START Source

The sun beat through my windows as I woke up much earlier than my alarm to some text messages. I stumbled my way out of bed, and into the shower, which always offers some level of sanity to my mostly insane days. The beautiful thing about a shower is that it is exactly like the day before, but also marks the newness of each new day. Hot water runs over your body, washing away the events of the past day and night, and when you step out, a new day is offered. Often I overlook this, and only see it as another piece of my daily routine, but today I knew held something which I could only hope for.

When good days come to you there is a gentle balance between pushing them to be the best day ever, and letting them slip by you as you float through the possiblities. I gathered myself after a rather interesting night before and headed across the street to guide my friends around this great state of Oregon. It is strange how you can life in a place which you think is so wonderful, but you rarely take advantage of how wonderful it is until someone comes who you need to convince. Today was one of those days. One of those beautiful days where everything comes together and fits like puzzle pieces.

The bright afternoon sun led me into my apartment parking lot where I stood in wonder at the strange glowing orb that decided to grace this rain soaked state with its presence. Spring in Oregon is a strange beast, one that will often show its teeth with rain that will last weeks at a time, but then once you have lost all hope, the clouds open, and light fills the streets. Crowds who have been yearning for sun all come out in force, riding their bikes, drinking their coffee, playing their flutes, and frolicking around, as if it were the first time they saw snow, or tasted chocolate, or listened to The Beatles.

We hopped in my car, and started our adventure. These excursions usually start with a plan, but ours did not. The beauty of today was that none of us knew where we were going, and didn't care. Our lack of desire for a destination only fueled our fire to explore, and take advantage of the day, a day which none of us had expected. First we aquired coffee, and talked about life. Desires, and loves spewed from us like frat boys after a long night of drinking. We talked of things which mattered, and distroyed the golden calves of our society, and felt like giants. We were full of potential, full of something new, something that the world would never see again, and by mentioning it we were distroying all that we were working toward.

END Source

Directives ::
- a) Find every line in the listing that contains the word "neck" and copy each such line. Case counts.
- b) Extend the passage about a spring day in Oregon, beginning right after its last sentence.
The passage about a spring day in Oregon and the listing are unrelated to each other.

START Source material

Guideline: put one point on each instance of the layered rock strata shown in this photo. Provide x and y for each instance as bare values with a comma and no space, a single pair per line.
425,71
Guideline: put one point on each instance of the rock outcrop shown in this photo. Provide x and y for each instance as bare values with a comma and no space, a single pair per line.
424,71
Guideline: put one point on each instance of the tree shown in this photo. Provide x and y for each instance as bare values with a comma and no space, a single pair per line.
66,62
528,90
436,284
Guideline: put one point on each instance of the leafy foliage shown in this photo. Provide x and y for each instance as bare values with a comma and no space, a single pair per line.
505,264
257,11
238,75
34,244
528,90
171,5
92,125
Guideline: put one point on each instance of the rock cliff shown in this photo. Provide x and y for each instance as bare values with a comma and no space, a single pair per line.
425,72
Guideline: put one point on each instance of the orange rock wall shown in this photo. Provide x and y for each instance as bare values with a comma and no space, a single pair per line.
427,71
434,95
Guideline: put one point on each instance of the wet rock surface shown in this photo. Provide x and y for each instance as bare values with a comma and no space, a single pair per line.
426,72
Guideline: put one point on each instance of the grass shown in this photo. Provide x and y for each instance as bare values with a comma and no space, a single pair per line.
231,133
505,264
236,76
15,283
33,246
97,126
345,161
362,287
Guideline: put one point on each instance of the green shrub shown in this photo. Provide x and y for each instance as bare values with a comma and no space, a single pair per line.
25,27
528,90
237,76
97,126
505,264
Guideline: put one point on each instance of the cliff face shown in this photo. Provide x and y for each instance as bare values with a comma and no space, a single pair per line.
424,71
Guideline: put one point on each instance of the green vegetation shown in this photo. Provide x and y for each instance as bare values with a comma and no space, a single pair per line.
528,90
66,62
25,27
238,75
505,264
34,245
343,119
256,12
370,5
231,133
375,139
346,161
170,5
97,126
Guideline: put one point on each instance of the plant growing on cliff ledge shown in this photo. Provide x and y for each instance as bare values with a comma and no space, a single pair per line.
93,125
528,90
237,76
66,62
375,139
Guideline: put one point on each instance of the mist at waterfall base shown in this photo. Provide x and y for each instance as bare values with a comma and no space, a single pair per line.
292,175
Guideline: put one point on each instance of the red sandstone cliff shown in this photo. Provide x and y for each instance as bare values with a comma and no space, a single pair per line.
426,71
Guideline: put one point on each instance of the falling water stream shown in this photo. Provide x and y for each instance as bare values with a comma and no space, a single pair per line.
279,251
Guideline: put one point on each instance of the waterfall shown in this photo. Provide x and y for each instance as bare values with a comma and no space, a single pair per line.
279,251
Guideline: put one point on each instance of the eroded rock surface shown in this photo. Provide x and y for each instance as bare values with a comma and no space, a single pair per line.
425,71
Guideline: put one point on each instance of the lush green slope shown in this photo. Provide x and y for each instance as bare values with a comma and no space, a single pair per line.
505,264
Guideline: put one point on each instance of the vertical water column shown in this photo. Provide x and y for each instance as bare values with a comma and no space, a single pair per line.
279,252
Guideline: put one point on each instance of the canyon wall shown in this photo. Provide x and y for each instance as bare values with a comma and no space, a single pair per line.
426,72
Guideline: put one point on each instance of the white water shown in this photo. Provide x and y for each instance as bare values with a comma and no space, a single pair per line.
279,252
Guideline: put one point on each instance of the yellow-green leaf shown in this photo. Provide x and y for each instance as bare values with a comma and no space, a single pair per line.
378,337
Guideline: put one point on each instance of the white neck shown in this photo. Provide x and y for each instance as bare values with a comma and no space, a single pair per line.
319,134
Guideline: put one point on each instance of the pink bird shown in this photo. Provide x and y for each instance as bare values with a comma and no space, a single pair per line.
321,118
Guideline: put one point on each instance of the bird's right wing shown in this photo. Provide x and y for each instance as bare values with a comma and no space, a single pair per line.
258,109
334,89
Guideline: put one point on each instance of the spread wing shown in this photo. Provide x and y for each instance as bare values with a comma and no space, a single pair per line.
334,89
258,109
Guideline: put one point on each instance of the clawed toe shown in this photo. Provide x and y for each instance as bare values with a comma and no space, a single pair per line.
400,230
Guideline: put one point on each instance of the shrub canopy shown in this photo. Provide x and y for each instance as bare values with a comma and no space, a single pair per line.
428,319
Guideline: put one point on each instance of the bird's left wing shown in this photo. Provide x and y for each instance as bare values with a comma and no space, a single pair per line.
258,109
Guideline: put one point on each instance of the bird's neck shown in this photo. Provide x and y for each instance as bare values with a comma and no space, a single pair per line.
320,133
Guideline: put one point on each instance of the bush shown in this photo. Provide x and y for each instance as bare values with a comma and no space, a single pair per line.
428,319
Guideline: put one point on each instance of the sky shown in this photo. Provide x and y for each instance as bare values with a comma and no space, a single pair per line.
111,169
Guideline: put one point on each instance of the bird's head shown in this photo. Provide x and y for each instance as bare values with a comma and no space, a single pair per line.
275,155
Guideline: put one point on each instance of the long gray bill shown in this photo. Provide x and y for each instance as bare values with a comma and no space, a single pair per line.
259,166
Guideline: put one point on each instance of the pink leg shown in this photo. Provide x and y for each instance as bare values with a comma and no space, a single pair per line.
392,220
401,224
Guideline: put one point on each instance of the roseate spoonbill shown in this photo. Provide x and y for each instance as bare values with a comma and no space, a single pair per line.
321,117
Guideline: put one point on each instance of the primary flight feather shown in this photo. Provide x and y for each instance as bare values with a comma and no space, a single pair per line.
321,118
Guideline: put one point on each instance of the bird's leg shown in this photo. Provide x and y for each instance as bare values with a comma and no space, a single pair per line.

END Source material

Set of answers ::
- a)
Guideline: put one point on each instance of the white neck shown in this photo. Provide x and y for each instance as bare values with a comma and no space, a single pair per line.
Guideline: put one point on each instance of the bird's neck shown in this photo. Provide x and y for each instance as bare values with a comma and no space, a single pair per line.

- b)
The drive took us through the city, into the suburbs, past the bustle and confusion of the city, and into the simple beauty of vineyards, and hazelnut trees. Eventually we ended in McMinnville, where we rode rickety elevator to the top, taking seats in a rooftop bar and talked about how much money we have accumulated to get a so called education, and about how beautiful our parents are, and the glory of the incarnation. We left full, not just in appite, but in soul.

Before leaving, I sat on a rain-worn bench, and realized that today had become something of my dreams. I loved this day, I loved the people around me, the city of McMinnville, my 300D, the cloudless sky, and the wind through my hair. Nothing could distroy this day, the forces of hell were nothing compared to the glory that was presented this day. All of my worries and cares dissolved into the air, then fell like a single drop of rain into an endless river, to be carried away into the ocean.

Good music, and good company ended the night, and as I write this I feel as if I am betraying my experience. There are no words for days that could fill books; volume upon volume could never capture a single picture, emotion, or conversation from today. I realize that today was a common miracle, something that happens to us so often that we never have the ability to capture the grandeur of these small pieces of grace. Each moment today was God touched, the final brush of glaze on a common piece of pottery.

I live for these days, I hope to die for these days. Everything in between is life, I guess.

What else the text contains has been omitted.